## Your instructions
How many lines in the rows below contain the word "every"? Reply with the number alone.
==========
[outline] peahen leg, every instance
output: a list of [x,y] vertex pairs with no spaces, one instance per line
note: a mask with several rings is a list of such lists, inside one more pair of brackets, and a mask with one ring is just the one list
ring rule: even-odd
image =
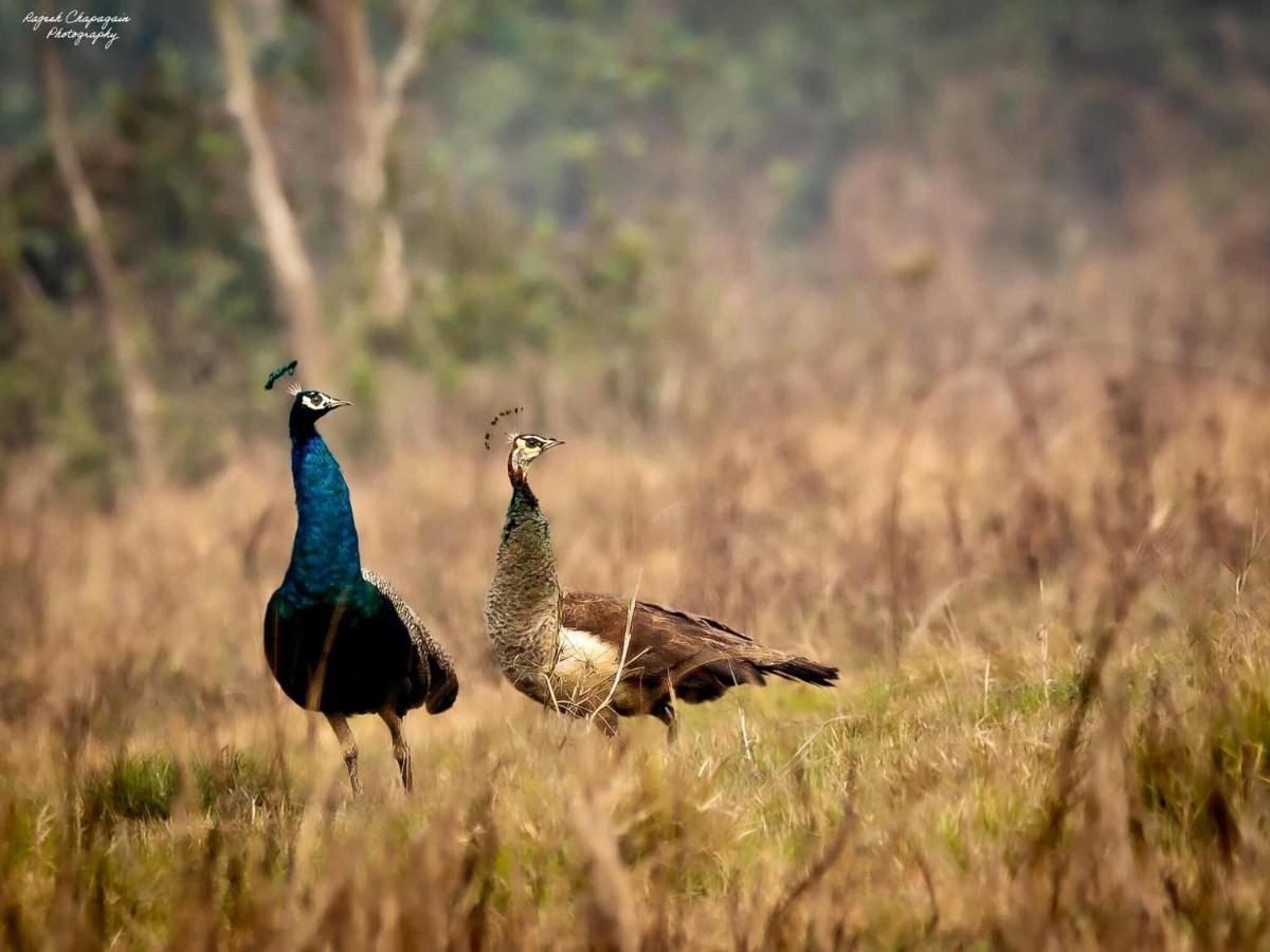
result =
==========
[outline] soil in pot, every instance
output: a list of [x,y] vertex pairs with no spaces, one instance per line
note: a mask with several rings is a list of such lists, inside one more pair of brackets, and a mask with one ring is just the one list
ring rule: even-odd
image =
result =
==========
## Full solution
2